## Exercise
Using the entries below, transcribe exactly the line containing "target | baseball-style cap" and each line that follows it to the end.

## Data extract

** start **

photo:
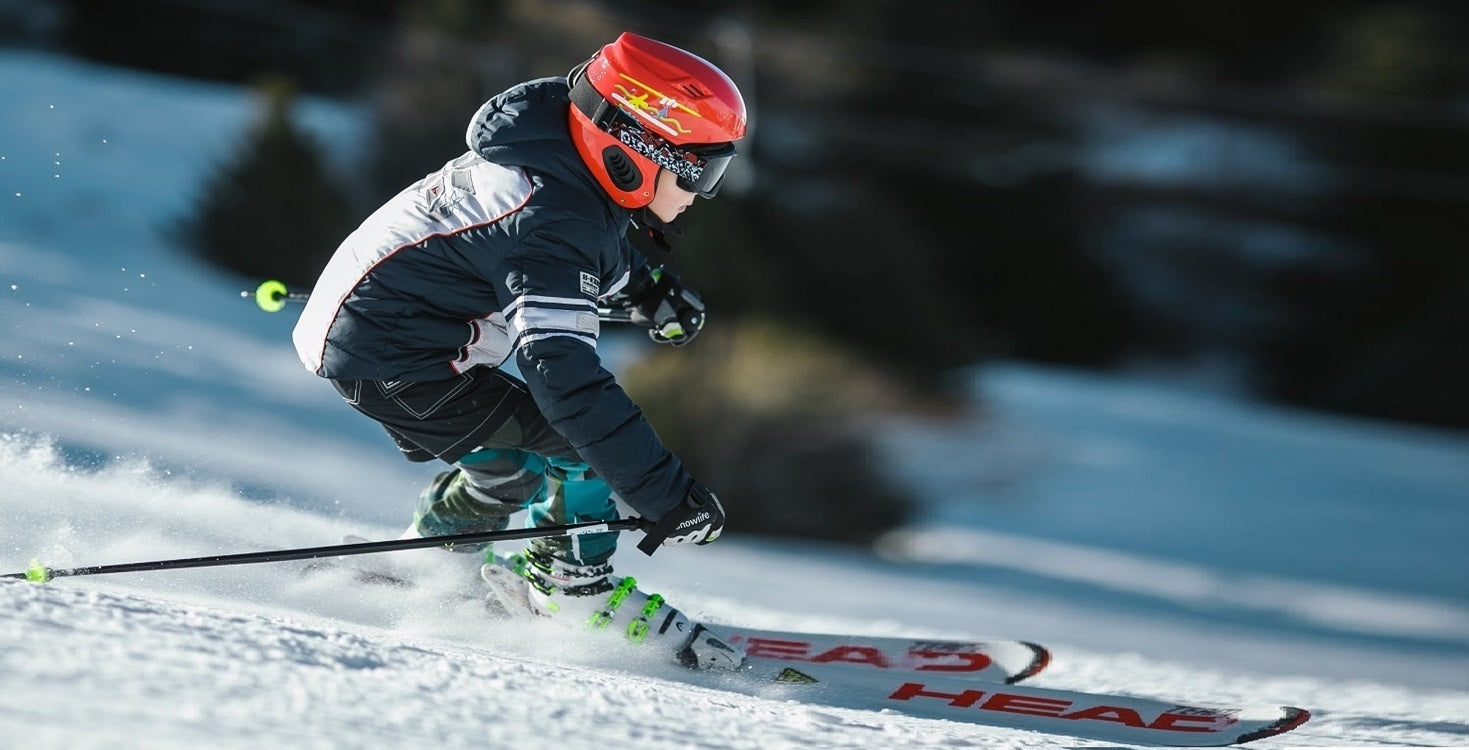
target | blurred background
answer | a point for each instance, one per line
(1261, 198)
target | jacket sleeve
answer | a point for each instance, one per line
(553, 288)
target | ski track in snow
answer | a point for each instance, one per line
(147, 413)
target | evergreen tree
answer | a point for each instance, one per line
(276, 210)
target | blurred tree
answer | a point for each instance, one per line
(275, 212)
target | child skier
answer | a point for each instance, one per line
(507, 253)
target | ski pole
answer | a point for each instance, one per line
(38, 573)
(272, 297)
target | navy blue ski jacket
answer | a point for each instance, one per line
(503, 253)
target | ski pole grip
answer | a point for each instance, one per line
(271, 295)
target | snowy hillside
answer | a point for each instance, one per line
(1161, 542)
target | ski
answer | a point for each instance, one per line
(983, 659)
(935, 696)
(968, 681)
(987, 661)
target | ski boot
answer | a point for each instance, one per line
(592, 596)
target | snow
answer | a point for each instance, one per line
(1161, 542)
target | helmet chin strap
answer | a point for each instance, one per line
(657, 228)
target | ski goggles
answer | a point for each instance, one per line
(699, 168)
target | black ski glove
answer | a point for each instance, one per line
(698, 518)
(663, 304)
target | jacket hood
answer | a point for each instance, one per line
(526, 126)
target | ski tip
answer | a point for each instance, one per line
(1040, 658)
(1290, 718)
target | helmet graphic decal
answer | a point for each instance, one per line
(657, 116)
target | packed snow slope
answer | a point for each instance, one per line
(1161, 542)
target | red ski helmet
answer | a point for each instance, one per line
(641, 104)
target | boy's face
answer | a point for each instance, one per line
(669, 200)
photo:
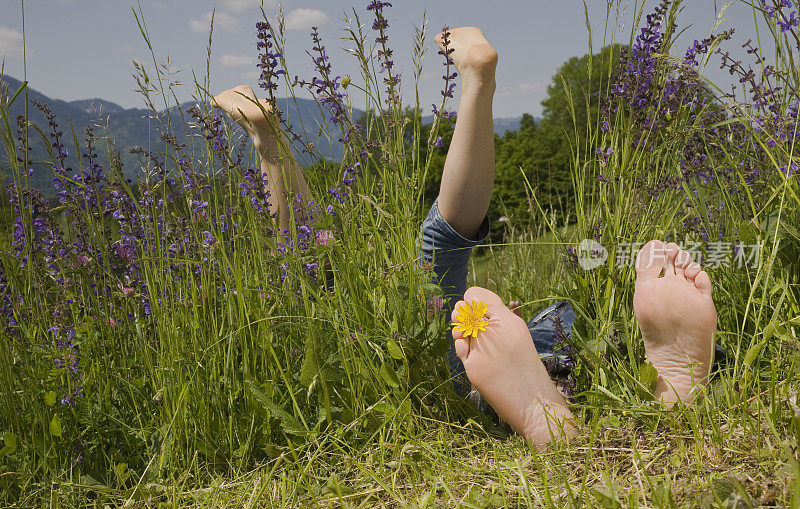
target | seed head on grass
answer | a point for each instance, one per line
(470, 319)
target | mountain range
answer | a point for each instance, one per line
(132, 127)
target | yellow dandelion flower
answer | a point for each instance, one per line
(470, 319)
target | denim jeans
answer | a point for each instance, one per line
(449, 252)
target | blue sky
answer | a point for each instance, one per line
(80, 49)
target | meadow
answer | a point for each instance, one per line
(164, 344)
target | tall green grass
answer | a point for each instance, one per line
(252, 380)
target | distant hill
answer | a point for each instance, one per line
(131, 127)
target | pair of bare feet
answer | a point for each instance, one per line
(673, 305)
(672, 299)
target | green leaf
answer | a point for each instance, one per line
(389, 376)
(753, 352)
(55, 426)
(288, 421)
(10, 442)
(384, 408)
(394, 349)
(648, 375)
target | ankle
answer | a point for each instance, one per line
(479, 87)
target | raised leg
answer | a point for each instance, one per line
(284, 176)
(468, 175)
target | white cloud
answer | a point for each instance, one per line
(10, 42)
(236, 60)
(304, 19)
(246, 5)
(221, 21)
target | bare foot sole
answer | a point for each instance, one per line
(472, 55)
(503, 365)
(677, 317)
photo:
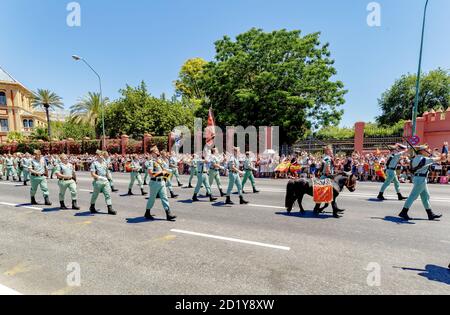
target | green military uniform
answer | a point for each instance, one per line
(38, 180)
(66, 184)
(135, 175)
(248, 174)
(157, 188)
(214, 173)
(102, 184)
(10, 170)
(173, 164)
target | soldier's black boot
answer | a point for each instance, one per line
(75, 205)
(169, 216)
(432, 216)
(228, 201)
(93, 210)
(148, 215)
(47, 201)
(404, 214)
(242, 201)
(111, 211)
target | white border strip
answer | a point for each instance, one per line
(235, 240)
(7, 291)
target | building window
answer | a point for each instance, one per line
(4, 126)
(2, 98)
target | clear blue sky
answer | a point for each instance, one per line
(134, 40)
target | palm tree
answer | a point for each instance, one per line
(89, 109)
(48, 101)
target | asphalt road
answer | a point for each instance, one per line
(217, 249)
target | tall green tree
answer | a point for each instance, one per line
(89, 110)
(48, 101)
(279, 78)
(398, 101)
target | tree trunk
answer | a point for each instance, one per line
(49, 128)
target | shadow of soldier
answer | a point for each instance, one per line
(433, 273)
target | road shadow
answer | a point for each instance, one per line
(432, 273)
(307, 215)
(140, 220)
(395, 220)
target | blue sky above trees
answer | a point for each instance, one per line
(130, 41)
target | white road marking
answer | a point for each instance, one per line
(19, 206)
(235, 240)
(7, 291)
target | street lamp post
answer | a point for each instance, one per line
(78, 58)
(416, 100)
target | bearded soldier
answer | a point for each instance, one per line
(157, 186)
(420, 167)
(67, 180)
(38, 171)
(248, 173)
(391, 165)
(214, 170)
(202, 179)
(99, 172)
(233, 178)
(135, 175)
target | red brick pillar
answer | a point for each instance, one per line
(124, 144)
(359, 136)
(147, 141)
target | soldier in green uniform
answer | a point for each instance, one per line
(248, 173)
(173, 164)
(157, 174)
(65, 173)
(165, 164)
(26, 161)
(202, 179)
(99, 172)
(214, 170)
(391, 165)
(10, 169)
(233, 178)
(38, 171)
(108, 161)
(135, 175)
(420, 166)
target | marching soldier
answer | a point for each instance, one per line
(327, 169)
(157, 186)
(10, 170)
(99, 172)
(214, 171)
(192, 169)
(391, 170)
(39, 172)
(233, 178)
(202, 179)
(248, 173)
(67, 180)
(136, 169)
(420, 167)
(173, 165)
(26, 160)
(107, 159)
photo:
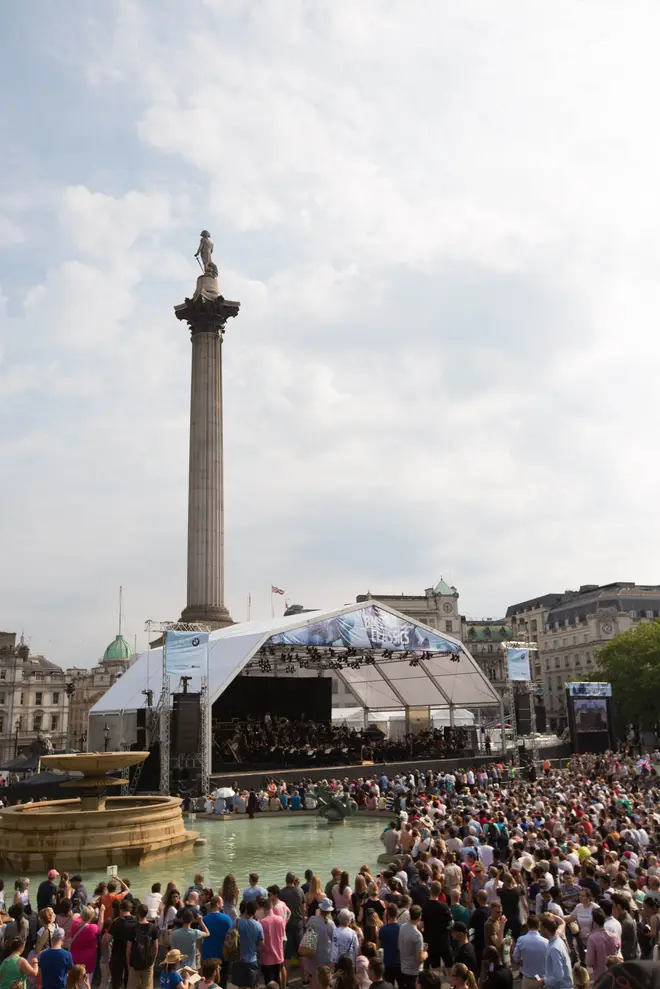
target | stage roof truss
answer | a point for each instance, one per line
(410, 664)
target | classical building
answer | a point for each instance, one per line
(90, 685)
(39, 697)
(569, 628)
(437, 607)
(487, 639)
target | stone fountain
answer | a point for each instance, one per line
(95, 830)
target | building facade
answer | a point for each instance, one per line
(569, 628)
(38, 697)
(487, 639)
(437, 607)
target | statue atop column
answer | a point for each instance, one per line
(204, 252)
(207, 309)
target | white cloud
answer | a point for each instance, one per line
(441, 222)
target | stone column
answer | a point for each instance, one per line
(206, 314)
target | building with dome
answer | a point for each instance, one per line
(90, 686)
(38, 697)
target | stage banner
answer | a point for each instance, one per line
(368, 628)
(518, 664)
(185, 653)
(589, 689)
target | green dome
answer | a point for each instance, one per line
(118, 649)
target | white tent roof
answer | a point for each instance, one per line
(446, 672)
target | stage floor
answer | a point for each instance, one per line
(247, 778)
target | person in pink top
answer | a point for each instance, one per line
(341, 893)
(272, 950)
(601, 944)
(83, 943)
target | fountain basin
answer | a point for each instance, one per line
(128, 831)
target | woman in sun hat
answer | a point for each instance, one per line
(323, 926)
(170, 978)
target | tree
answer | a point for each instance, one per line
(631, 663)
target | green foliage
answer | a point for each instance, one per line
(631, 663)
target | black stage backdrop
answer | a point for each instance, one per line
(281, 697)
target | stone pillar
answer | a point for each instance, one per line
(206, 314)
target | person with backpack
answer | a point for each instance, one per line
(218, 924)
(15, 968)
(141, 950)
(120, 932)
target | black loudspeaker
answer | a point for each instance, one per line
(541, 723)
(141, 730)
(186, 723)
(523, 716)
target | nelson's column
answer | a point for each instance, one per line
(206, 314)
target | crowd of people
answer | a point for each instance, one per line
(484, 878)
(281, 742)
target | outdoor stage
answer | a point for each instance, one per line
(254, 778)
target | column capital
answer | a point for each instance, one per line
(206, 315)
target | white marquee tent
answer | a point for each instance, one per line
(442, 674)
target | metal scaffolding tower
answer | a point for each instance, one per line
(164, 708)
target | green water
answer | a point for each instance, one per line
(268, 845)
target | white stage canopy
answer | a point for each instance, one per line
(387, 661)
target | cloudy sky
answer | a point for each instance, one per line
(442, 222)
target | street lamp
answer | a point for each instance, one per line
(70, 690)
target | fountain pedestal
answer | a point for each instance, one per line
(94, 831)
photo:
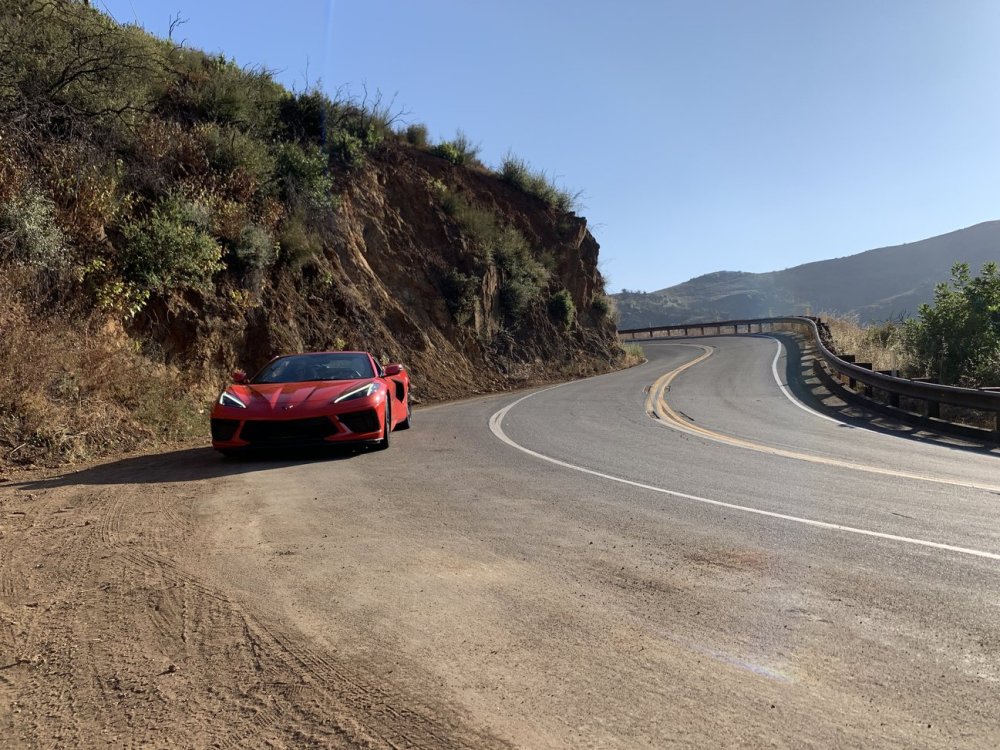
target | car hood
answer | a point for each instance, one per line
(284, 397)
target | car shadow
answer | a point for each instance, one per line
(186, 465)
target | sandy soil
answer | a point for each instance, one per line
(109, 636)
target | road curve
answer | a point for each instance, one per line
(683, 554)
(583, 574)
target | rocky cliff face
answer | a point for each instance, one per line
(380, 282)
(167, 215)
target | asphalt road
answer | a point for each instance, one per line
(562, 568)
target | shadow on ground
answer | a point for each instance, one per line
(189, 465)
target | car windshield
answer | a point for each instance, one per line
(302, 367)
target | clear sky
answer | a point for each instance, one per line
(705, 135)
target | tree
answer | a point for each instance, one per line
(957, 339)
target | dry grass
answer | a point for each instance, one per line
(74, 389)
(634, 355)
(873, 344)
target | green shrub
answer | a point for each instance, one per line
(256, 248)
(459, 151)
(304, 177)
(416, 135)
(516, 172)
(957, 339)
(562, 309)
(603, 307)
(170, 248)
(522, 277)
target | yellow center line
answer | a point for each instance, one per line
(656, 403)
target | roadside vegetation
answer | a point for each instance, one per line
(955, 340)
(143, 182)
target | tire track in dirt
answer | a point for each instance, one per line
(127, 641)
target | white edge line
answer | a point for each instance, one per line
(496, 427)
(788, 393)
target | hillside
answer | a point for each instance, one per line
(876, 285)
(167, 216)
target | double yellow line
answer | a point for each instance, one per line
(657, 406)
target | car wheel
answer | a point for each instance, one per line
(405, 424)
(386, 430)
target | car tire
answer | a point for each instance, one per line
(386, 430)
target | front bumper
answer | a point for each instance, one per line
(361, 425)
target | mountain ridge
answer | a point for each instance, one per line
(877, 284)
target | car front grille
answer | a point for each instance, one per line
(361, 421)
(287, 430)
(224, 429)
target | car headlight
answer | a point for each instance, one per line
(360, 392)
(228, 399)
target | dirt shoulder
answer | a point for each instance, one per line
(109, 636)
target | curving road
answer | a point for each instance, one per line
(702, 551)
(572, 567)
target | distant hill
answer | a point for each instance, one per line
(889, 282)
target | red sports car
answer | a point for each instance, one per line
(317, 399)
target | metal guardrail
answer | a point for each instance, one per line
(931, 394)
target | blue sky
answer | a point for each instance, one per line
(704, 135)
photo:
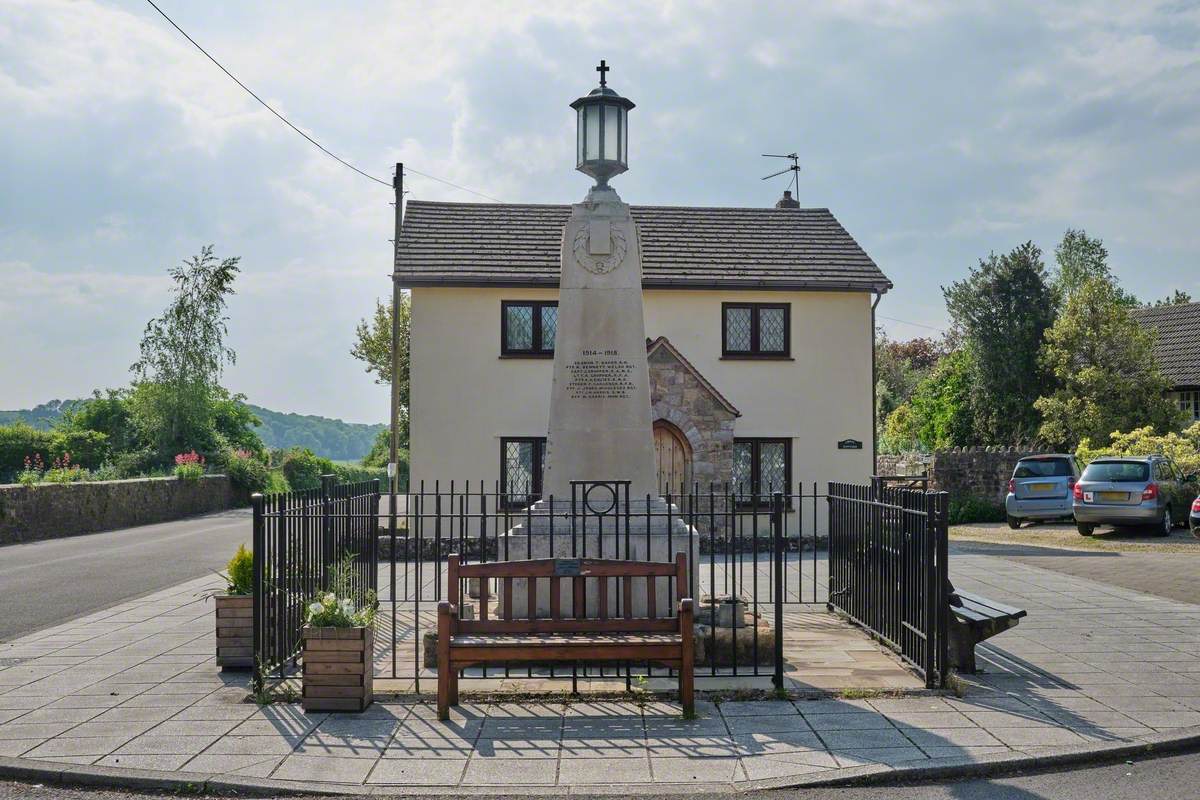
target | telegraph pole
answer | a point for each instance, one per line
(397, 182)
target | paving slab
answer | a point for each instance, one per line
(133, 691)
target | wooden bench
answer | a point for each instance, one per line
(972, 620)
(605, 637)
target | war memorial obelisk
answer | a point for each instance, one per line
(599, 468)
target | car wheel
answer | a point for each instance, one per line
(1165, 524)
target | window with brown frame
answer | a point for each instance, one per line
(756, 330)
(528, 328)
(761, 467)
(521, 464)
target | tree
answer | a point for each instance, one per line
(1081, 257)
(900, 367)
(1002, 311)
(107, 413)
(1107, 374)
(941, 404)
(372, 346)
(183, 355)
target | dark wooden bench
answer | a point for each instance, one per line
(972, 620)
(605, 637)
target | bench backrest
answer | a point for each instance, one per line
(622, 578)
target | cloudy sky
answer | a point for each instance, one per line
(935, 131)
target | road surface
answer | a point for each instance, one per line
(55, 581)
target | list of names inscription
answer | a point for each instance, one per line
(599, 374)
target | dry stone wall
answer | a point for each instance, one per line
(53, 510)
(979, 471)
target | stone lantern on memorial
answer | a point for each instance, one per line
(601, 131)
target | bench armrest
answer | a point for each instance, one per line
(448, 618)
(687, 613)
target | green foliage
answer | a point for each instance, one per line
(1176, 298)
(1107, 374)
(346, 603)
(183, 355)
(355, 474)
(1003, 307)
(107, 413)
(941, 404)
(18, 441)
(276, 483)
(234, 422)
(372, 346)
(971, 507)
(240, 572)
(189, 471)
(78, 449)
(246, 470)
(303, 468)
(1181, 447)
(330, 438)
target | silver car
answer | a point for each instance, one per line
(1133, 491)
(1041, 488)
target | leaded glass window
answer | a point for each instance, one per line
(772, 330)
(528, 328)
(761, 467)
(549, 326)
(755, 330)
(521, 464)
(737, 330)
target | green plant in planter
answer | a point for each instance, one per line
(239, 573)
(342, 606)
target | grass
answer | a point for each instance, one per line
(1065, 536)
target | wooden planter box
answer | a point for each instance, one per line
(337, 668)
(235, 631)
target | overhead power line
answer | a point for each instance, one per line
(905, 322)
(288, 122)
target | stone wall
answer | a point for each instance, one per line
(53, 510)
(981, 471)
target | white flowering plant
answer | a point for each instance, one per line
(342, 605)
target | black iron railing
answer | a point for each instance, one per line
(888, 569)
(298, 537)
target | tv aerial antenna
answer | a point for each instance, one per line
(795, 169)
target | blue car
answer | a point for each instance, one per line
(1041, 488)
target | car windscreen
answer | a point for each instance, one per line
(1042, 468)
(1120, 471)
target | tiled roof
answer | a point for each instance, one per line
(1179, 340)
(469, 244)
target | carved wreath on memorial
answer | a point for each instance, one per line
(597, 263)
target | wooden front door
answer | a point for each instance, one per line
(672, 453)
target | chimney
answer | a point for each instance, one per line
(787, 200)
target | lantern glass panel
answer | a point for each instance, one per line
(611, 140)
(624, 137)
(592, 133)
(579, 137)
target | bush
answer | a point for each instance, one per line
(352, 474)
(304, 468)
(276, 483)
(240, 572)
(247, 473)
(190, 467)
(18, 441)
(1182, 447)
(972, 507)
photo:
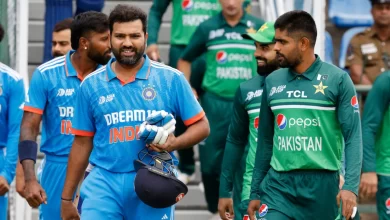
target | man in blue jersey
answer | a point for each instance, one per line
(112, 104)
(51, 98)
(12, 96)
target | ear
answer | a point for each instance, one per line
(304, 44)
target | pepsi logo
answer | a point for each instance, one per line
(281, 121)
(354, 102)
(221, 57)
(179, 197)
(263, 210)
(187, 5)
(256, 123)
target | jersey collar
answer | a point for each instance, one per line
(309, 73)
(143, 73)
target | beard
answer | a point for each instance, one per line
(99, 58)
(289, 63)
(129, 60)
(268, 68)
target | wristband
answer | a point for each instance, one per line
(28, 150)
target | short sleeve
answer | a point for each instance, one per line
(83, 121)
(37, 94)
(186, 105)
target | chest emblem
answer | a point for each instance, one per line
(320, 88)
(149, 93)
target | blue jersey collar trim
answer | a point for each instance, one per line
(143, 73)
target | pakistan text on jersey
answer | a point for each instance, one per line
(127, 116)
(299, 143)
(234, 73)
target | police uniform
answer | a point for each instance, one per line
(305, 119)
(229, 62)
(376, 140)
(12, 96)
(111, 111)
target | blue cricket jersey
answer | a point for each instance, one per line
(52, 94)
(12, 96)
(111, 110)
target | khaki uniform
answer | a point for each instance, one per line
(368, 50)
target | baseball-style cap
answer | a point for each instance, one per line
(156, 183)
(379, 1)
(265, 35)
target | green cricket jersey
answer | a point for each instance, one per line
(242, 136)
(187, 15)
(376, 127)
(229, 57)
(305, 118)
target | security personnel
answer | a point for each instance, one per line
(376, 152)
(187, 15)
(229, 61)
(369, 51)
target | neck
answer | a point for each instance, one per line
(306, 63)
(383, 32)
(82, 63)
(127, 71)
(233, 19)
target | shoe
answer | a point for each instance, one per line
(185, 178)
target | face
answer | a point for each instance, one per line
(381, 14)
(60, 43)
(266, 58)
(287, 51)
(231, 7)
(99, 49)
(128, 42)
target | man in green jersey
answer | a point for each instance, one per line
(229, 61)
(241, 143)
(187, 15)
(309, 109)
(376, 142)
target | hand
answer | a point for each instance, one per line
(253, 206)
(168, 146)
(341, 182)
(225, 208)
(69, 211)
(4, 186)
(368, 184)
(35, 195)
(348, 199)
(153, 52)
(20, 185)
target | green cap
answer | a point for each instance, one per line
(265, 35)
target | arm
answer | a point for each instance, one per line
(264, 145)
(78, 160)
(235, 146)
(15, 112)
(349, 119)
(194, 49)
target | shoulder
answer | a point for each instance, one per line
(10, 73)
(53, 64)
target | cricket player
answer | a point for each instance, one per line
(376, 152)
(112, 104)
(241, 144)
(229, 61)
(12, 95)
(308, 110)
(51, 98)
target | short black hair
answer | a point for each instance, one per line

** end **

## The reply
target | baseball-style cap
answer | a point for each instance, one per line
(156, 183)
(379, 1)
(265, 35)
target | green cricket jersey
answer | a point for each instance, one per line
(242, 136)
(187, 15)
(376, 127)
(229, 57)
(305, 118)
target | security personnel
answer | a point for each instance, one per line
(376, 152)
(187, 15)
(229, 61)
(369, 51)
target | neck
answer | a point for each instance, one per line
(306, 63)
(383, 32)
(82, 63)
(127, 71)
(233, 19)
target | shoe
answer | a point for each instance, one per line
(185, 178)
target | face
answer | a point for each instance, one per line
(381, 14)
(60, 43)
(266, 58)
(287, 51)
(231, 7)
(99, 49)
(128, 42)
target | man in green jersey
answer | a point for each instance, one per line
(229, 61)
(241, 143)
(187, 15)
(309, 109)
(376, 142)
target | hand
answer | a point for each instance, one per line
(253, 206)
(168, 146)
(341, 182)
(225, 208)
(69, 211)
(4, 186)
(368, 184)
(35, 195)
(348, 199)
(153, 52)
(20, 185)
target | green cap
answer | a point for each instance, one per line
(265, 35)
target | arm
answer | a point for each instance, one per line
(264, 145)
(78, 160)
(235, 146)
(15, 112)
(349, 119)
(194, 49)
target | shoulder
answer | a point for each instance, one per line
(10, 73)
(53, 64)
target | cricket player
answer | a point for each instance, one per line
(376, 152)
(112, 104)
(241, 144)
(229, 61)
(12, 95)
(308, 110)
(51, 98)
target | short black hair
answer | a point for each instance, one per line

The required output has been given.